● PROMPT: Render the material from the line with "Find the purple" through the line with "pixel 576 263" as a two-column CSV headed text and answer, one row for each text paired with its answer. Quote each field and replace its line breaks with spaces.

● RECORDED DATA:
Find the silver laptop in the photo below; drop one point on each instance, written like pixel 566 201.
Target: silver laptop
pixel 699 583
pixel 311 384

==

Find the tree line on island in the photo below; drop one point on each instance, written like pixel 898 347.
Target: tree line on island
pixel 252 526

---

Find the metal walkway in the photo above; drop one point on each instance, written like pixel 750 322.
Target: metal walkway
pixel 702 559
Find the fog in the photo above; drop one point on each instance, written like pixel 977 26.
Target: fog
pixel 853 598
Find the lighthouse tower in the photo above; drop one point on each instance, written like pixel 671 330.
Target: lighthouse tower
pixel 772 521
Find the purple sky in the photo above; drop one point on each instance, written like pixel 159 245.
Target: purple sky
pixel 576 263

● ANSWER TO THIS TASK:
text,answer
"Find the purple sky in the photo above; drop one point on each instance, written like pixel 159 245. Target: purple sky","pixel 576 263"